_Data extract:_
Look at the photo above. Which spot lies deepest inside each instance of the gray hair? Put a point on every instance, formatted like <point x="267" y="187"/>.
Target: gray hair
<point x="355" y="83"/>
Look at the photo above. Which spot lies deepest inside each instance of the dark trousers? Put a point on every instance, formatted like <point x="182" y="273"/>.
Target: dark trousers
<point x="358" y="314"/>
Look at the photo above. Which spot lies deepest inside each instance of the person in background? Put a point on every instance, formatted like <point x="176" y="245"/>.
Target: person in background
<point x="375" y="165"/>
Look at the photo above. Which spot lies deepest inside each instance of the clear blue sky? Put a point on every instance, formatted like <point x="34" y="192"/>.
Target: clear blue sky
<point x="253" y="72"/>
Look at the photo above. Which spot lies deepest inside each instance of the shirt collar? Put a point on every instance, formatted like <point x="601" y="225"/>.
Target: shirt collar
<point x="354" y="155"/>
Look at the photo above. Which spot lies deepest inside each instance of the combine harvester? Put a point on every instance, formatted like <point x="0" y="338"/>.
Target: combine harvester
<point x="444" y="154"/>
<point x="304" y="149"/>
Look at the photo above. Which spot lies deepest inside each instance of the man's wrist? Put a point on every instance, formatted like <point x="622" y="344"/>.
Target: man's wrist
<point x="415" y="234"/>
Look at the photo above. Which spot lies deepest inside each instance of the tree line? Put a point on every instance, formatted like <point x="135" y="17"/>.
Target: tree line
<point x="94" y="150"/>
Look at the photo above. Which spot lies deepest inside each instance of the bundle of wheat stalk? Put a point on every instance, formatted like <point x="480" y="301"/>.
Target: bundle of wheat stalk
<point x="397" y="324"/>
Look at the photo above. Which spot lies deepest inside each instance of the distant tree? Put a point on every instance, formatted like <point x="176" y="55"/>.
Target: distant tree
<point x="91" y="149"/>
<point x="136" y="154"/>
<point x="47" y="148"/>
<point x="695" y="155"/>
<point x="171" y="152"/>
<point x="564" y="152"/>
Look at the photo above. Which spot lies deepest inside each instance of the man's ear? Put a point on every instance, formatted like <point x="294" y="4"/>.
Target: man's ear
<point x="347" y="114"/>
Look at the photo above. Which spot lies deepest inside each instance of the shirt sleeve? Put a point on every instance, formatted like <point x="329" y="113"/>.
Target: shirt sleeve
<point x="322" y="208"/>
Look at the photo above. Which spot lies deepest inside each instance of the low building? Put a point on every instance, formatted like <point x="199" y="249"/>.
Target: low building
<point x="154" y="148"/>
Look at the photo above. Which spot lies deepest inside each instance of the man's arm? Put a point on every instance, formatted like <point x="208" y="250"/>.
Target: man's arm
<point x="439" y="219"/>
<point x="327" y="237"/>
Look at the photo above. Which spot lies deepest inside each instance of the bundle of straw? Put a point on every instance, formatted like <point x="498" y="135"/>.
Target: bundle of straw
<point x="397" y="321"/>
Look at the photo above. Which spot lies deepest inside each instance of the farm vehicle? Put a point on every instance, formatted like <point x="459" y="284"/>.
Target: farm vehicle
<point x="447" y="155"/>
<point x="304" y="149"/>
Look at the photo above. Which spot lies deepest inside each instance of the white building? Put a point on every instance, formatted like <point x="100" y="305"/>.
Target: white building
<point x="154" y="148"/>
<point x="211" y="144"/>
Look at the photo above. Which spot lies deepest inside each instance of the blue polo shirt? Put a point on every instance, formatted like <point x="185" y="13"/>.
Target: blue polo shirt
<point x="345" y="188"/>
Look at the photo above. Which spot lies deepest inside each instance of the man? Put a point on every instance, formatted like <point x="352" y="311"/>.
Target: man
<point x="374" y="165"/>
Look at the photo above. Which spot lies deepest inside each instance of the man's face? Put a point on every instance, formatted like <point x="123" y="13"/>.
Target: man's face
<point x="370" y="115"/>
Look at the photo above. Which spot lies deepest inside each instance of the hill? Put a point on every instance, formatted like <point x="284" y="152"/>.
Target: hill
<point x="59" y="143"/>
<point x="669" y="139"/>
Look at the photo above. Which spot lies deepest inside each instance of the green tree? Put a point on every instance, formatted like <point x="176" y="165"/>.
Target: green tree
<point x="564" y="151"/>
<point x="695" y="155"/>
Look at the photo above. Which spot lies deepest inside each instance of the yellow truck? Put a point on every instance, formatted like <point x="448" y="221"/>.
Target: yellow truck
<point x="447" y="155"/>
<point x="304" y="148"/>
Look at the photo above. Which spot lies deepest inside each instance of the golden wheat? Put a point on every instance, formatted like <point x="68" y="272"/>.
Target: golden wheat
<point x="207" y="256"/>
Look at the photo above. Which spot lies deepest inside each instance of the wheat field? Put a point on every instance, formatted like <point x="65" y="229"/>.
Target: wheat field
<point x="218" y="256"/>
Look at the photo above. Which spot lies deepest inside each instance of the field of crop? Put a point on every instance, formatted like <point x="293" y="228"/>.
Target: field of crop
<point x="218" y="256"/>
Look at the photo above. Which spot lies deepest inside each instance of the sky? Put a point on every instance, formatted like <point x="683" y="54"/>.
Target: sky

_Exercise:_ Write out all records exactly, keeping every detail.

_Reply:_
Look at the photo above. Which spot lies deepest inside each instance of the gray hair? Put a point on every instance, formatted like <point x="267" y="187"/>.
Target: gray hair
<point x="355" y="83"/>
Look at the photo above. Which spot lies deepest inside each instance of the dark trousers? Put a point on every instance, formatted like <point x="182" y="273"/>.
Target: dark trousers
<point x="358" y="314"/>
Look at the photo above. Which spot lies deepest inside each instance of the person in background? Put a point on every instance, formatted like <point x="176" y="245"/>.
Target: person in background
<point x="375" y="165"/>
Look at the photo above. Which spot lies deepest inside each instance of the clear blue sky? Put a point on every instance, formatted like <point x="34" y="192"/>.
Target: clear blue sky
<point x="253" y="72"/>
Look at the photo above. Which spot lies deepest inside each instance of the shirt collar? Put a point on every instance, formatted like <point x="601" y="225"/>.
Target: shirt collar
<point x="354" y="155"/>
Look at the photo above. Which spot lies deepest inside each instance of the combine harvester? Put a point on every instance, formatted like <point x="0" y="338"/>.
Target: combine harvester
<point x="444" y="154"/>
<point x="304" y="149"/>
Look at the photo above. Which spot lies deepest inside each instance of the man's wrist? Put a point on every instance, formatted like <point x="622" y="344"/>.
Target: man's wrist
<point x="415" y="234"/>
Look at the photo above. Which spot lies deepest inside each instance of the tree line? Put a point on every instance, formatted like <point x="135" y="17"/>.
Target: tree line
<point x="94" y="150"/>
Look at the photo above. Which spot lies deepest inside each instance of the bundle of wheat stalk? Put a point on every instance, formatted like <point x="480" y="301"/>.
Target: bundle of wheat stalk
<point x="397" y="324"/>
Look at the photo above. Which spot lies deepest inside each instance of the distant tree? Put a point on every instance, formatted like <point x="176" y="55"/>.
Target: distant tree
<point x="91" y="149"/>
<point x="136" y="154"/>
<point x="47" y="148"/>
<point x="695" y="155"/>
<point x="171" y="152"/>
<point x="564" y="152"/>
Look at the photo above. Which spot lies deepest inside each instance of the man's ear? Put a point on every instance, formatted like <point x="294" y="4"/>.
Target: man's ear
<point x="347" y="114"/>
Look at the photo above. Which spot lies deepest inside each instance of the shirt sleeve? Put a point on every instance, formatted like <point x="329" y="113"/>.
Target: shirt sleeve
<point x="322" y="208"/>
Look at the photo above. Which spot lies deepest inside each instance of the low building? Put a point on every instance, formatted like <point x="199" y="249"/>.
Target: low building
<point x="154" y="148"/>
Look at the photo above. Which spot lies deepest inside each instance of the man's arm? Put a point on every instance, formatted like <point x="208" y="250"/>.
Target: man's arm
<point x="439" y="219"/>
<point x="327" y="237"/>
Look at the photo above. Which spot lies deepest inside each instance of the bundle of straw? Put a point on every instance, formatted like <point x="498" y="135"/>.
Target: bundle of straw
<point x="397" y="321"/>
Look at the photo above. Which spot lies deepest inside each instance of the farm vehicle? Put a point on every instance, formatted like <point x="459" y="284"/>.
Target: farm vehicle
<point x="447" y="155"/>
<point x="304" y="149"/>
Look at the photo above. Which spot lies deepest inside each instance of the white building? Put a point on every instance, formatted like <point x="100" y="305"/>.
Target: white building
<point x="154" y="148"/>
<point x="211" y="144"/>
Look at the photo above. Which spot lies deepest inside each instance of the blue polo shirt? Put a point on every instance, formatted like <point x="185" y="13"/>.
Target: blue polo shirt
<point x="345" y="188"/>
Look at the photo above. Which spot lies deepest inside each instance of the man? Put a point on every instance, formatted like <point x="352" y="311"/>.
Target: man
<point x="374" y="165"/>
Look at the photo above. Which spot lies deepest inside each instance of the man's face? Put a point on every instance, formatted like <point x="123" y="13"/>.
Target: man's face
<point x="370" y="115"/>
Look at the photo above. Which spot lies deepest inside each instance of the hill? Put a point on every instance, formatted like <point x="284" y="152"/>.
Target: hill
<point x="59" y="143"/>
<point x="669" y="139"/>
Look at the photo above. Which spot lies deepest inside each instance of the green tree? Put a point on every instance, formatted like <point x="176" y="165"/>.
Target: green tree
<point x="564" y="151"/>
<point x="695" y="155"/>
Look at the photo above. Which spot lies deepest inside each instance of the yellow truck? Put a point on every instance, formatted like <point x="448" y="221"/>.
Target: yellow truck
<point x="447" y="155"/>
<point x="304" y="148"/>
Look at the photo above. Which spot lies deepest inside each instance of the golden wheat? Put a point on every instance, formatted like <point x="68" y="272"/>.
Target: golden wheat
<point x="207" y="256"/>
Look at the photo above. Which spot lies deepest inside each instance of the wheat field? Put a point on every instance, formatted like <point x="65" y="229"/>.
Target: wheat field
<point x="218" y="256"/>
Look at the photo above. Which spot lies deepest inside each instance of the field of crop? Put a point on every instance, formatted like <point x="293" y="228"/>.
Target: field of crop
<point x="218" y="256"/>
Look at the photo above. Which spot lies deepest inside each instance of the sky? Put a point on every instance, formatted like <point x="683" y="54"/>.
Target: sky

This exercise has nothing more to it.